**Brief:** Using the records below, output the stretch that opens with the line containing "Please mark the stone slab" and closes with the line containing "Please mark the stone step", exactly and including both lines, with nothing more.
*** Study material ***
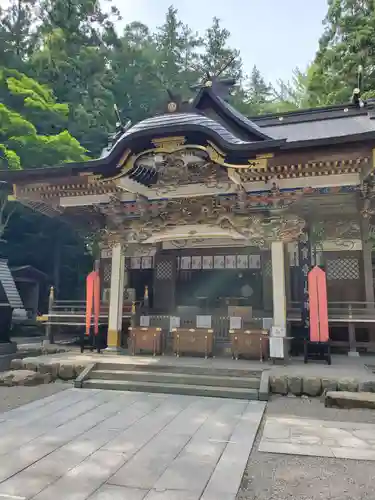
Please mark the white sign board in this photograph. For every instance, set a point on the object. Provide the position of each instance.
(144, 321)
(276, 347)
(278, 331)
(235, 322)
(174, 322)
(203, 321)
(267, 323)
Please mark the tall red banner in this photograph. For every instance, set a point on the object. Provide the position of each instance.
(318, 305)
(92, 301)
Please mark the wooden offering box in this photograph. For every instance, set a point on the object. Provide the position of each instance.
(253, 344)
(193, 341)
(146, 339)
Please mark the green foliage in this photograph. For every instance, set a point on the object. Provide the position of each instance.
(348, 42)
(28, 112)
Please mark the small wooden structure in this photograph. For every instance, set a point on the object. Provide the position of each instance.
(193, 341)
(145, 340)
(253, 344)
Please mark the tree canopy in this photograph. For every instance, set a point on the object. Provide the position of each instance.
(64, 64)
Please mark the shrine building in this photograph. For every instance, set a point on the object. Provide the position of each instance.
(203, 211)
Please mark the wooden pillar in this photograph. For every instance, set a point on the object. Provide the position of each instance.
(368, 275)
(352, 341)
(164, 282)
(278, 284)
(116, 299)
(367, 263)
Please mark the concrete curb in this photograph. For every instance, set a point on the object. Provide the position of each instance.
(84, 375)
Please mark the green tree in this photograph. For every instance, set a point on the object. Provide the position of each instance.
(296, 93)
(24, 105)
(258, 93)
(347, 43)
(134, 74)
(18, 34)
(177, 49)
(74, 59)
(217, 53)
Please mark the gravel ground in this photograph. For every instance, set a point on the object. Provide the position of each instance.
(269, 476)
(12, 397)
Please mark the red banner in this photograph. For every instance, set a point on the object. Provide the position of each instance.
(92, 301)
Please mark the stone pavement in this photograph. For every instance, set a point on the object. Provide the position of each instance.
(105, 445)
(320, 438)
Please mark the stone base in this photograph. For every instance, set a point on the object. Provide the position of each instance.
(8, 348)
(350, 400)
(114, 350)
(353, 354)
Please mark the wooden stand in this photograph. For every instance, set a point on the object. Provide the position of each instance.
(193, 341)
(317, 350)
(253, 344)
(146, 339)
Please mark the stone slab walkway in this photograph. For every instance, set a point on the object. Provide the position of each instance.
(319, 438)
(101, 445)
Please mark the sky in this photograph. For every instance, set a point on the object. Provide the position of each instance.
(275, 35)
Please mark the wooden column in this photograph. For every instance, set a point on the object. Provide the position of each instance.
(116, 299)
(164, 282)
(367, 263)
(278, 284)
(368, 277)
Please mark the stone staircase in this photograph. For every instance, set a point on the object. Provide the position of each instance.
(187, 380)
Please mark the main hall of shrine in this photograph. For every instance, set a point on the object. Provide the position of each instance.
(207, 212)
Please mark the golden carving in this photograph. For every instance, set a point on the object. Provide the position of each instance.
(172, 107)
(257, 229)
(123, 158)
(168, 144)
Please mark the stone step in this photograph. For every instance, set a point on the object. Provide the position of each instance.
*** End of Study material ***
*** Study material ***
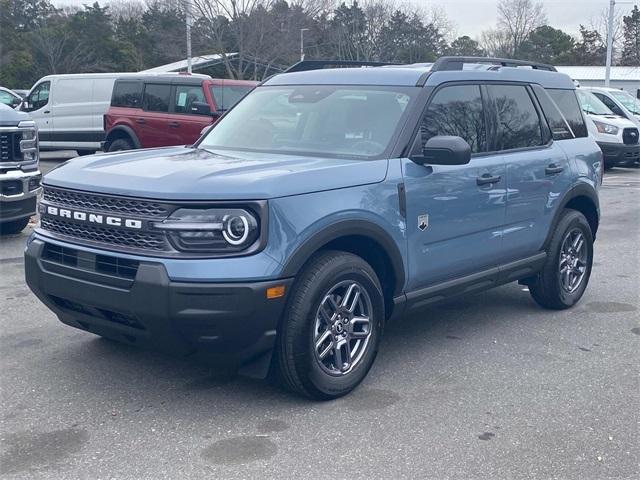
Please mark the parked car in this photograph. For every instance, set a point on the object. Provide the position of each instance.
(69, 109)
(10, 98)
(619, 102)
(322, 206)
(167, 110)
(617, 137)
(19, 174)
*** End of Study material ***
*** Study material ***
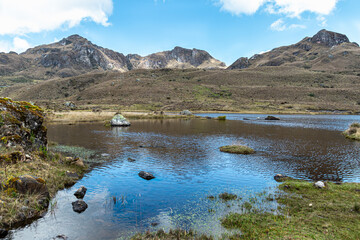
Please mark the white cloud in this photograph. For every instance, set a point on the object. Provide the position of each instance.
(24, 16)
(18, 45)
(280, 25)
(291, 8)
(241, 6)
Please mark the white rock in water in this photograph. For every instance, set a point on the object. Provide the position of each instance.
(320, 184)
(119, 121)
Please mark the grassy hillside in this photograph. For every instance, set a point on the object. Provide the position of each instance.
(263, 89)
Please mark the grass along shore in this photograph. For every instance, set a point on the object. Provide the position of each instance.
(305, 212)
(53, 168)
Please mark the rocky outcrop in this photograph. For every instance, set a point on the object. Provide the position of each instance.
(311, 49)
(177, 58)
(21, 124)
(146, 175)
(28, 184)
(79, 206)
*** End of Study material ***
**Response box:**
Please mark the stone slab walkway in this photograph. For every instance, set a point on the object. Provide the position of each instance.
(319, 438)
(101, 445)
Please mark the sky in this photograph. For every instance, set a point on the object. Provide the position of each instance.
(275, 35)
Please mark the wooden column in this photograph. For every instance, set a point on the object. Provide the position of each instance.
(116, 299)
(164, 282)
(367, 263)
(278, 284)
(368, 277)
Please mark the stone staircase in this photograph. For every instance, set a point on the object. Provide the position of each instance.
(187, 380)
Please mark the main hall of shrine in this photograph. For every instance, set a point on the object. Provide the position of each instance.
(207, 212)
Please mark the golden carving in this photograph. For every instance, set a point on the object. Provide the position of each instance.
(172, 107)
(257, 229)
(123, 158)
(168, 144)
Please mark the stone step in this photograph. For every instance, set a point on the object. Provide the position of each instance.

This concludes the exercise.